## Start Task material
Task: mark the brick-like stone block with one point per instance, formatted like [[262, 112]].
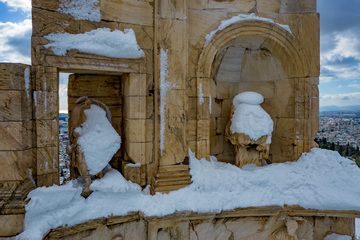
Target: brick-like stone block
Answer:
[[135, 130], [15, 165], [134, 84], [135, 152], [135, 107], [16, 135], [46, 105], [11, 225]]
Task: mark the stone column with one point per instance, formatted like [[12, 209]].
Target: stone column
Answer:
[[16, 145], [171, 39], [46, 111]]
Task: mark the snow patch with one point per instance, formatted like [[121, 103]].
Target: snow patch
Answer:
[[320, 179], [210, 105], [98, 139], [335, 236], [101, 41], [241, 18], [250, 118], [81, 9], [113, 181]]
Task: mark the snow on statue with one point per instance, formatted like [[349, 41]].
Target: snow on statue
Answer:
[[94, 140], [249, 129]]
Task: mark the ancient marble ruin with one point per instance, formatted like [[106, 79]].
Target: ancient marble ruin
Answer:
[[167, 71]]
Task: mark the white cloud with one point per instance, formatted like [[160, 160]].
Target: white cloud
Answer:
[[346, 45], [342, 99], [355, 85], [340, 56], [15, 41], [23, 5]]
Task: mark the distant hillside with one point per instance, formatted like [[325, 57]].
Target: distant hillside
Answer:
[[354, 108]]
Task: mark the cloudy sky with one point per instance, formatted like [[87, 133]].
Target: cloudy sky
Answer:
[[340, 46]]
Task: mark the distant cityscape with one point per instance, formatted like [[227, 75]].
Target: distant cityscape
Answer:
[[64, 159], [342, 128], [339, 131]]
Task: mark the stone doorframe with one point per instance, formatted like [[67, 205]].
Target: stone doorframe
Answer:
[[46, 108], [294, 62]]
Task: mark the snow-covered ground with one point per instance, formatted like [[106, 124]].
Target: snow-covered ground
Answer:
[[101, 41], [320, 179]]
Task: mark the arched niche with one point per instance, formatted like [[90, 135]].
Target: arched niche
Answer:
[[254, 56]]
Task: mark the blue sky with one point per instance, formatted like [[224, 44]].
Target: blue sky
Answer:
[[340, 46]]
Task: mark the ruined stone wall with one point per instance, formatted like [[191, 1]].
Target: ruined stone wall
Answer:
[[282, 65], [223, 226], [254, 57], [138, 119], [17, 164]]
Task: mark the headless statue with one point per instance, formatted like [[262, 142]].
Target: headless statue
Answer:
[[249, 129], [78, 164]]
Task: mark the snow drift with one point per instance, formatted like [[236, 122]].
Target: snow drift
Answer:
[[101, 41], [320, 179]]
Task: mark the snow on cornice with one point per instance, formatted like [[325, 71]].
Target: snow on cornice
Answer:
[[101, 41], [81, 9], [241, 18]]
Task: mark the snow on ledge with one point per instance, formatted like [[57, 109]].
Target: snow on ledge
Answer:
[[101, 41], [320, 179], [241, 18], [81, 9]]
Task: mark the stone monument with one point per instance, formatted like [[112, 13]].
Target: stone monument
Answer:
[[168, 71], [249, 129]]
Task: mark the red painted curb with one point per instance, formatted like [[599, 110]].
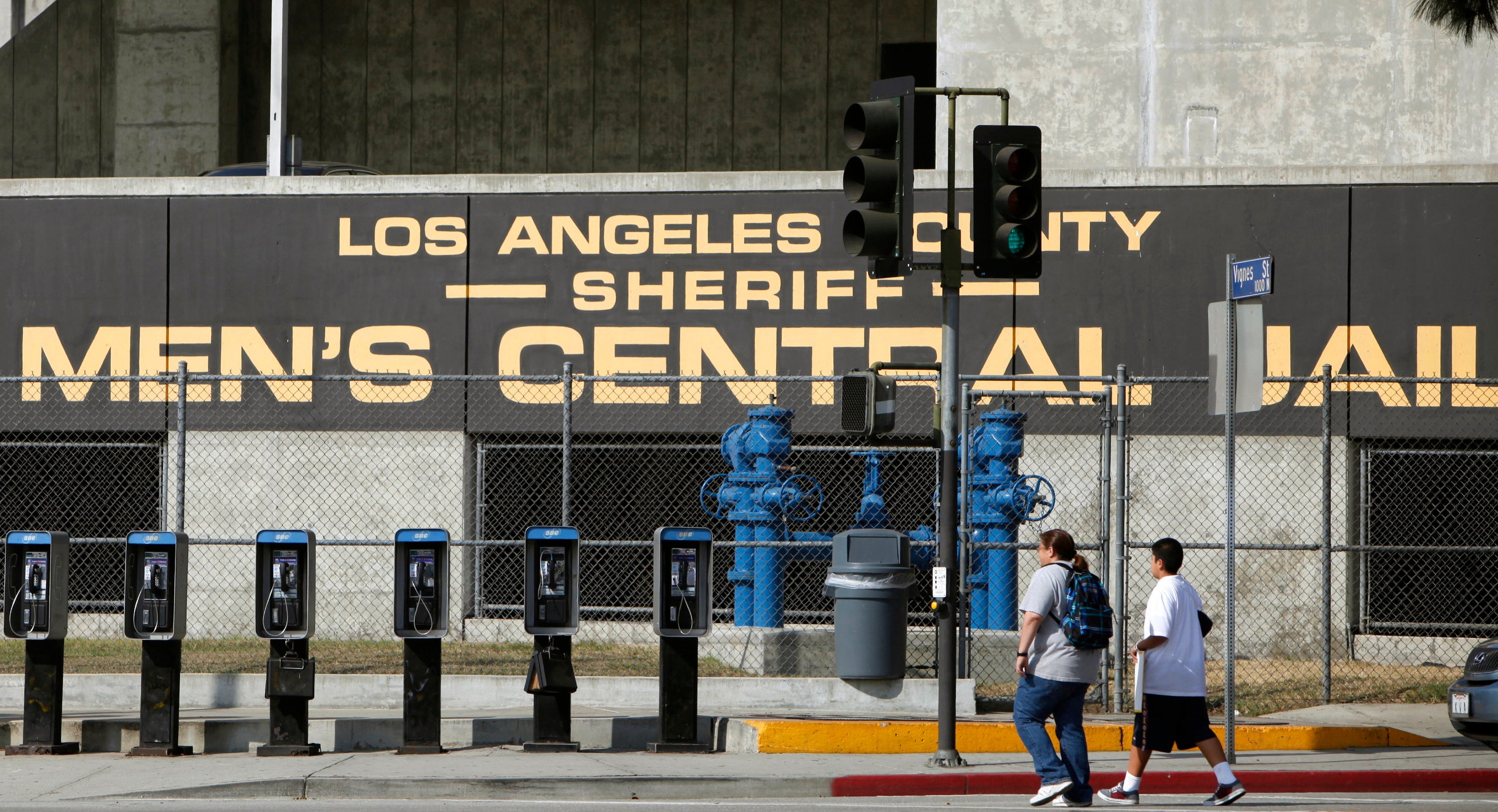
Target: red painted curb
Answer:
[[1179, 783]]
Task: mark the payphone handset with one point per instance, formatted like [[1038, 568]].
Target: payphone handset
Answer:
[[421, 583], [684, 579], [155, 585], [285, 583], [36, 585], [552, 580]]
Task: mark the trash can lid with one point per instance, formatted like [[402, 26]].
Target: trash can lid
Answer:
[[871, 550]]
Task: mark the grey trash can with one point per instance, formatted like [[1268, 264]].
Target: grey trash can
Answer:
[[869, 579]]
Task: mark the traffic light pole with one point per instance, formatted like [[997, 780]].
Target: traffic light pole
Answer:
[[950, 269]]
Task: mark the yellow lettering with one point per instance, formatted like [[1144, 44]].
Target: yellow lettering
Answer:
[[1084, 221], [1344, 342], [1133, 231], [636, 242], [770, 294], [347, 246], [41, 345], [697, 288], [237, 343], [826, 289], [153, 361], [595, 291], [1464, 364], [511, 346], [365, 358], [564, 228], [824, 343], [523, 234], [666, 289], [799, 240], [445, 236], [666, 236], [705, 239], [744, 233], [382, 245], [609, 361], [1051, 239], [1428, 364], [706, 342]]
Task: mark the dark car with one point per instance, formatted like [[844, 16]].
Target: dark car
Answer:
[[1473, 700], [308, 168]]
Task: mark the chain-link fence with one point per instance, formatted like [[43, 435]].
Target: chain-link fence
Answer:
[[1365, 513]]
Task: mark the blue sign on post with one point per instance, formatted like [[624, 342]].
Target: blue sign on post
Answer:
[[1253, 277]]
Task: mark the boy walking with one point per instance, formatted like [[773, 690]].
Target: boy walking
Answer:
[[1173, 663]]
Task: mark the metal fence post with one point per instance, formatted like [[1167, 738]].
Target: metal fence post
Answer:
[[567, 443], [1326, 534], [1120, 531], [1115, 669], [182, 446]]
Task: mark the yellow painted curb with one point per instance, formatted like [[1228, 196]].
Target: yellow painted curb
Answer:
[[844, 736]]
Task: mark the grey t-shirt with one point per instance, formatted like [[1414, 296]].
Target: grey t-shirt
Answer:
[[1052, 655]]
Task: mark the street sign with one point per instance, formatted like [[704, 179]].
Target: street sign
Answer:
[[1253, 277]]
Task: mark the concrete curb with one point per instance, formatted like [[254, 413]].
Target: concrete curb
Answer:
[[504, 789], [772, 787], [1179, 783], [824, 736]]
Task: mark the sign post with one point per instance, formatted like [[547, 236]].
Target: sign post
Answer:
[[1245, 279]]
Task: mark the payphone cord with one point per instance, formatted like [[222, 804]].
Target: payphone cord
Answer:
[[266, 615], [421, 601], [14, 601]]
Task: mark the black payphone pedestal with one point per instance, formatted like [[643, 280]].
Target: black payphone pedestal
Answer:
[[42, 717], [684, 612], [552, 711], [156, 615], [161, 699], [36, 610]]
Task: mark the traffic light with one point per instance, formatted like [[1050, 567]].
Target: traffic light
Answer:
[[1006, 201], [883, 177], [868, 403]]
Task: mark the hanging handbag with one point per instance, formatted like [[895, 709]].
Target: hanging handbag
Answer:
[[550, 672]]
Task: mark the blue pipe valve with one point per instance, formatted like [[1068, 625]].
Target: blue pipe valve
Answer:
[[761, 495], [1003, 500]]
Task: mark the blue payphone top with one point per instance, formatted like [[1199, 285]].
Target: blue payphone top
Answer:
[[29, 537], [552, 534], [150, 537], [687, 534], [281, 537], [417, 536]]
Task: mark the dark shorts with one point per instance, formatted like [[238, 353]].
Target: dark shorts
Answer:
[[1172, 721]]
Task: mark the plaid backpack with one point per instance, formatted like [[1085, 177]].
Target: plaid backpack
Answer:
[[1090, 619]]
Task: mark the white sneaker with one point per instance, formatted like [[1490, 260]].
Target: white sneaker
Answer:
## End Task material
Rescale the data, everything from the line containing "Task: mark the grey trash" down to the line containing "[[266, 615], [421, 601], [14, 601]]", and reproduce all of it, requests included. Multiply each point coordinate in the answers by 1.15 and round to the nearest whole number with halves rounded up, leaving the numbers in the requests and their format samples unchanged.

Complete response –
Task: mark the grey trash can with one point per instance, formatted like [[1268, 264]].
Target: grey trash can
Answer:
[[999, 666]]
Task: mark the traffic light pole with one point per instance, formatted like [[997, 780]].
Target: traffic light pole
Answer:
[[1093, 309]]
Task: mark the yellow lettering with one point per instance, formatted like [[1144, 44]].
Target: yellow lettering
Answer:
[[1247, 254], [1546, 393], [1303, 266], [731, 278], [886, 338], [399, 283], [47, 397], [802, 331], [273, 394], [950, 332], [176, 415], [684, 335], [1684, 419], [588, 398], [420, 412], [649, 262], [948, 394], [601, 269], [766, 332], [919, 276], [512, 271], [766, 271], [811, 275], [856, 268], [439, 282], [700, 415], [1209, 275], [1642, 419], [812, 393]]
Task: mark the dark car with one point per instance, formatted like [[844, 16]].
Target: dark car
Answer:
[[1694, 805], [354, 193]]
Task: mark the chain-link fence with one point per instance, formatted like [[43, 435]].
Target: chain-link fence
Answer:
[[1570, 590]]
Task: mark the blue sign on post with one point per instance, formatted like [[624, 342]].
Target: blue sign on post
Answer:
[[1441, 319]]
Task: mark the boy walking with one point per instance, formatted like [[773, 690]].
Target: boy walking
Answer:
[[1349, 762]]
Task: mark the metal fence post with one point per instance, formatted like [[1167, 738]].
Target: metal fence post
Answer:
[[652, 509], [1525, 614], [1288, 611], [1282, 769], [209, 513]]
Task: mark the yellow painted curb with one point per instance, formatted like [[1228, 196]].
Target: yellow painted curb
Answer:
[[971, 846]]
Task: mark the grey t-shirt with one point per instance, formatted like [[1414, 296]].
Target: grey t-shirt
Answer:
[[1210, 753]]
Task: mark the street sign with one point per instance, formatted like [[704, 179]].
Target: street sign
Answer:
[[1441, 319]]
Task: mark the concrete curb with one point per instance, formatted like [[254, 413]].
Target: concrete curb
Answer:
[[580, 907], [888, 905], [1356, 900], [948, 846]]
Task: mark the sign post with one point per instance, formatted like [[547, 236]].
Target: sign post
Answer:
[[1432, 321]]
Task: mark the payphone cord with one point per instance, formatted like [[222, 804]].
Target: payphone cord
Answer:
[[306, 707], [484, 691], [16, 691]]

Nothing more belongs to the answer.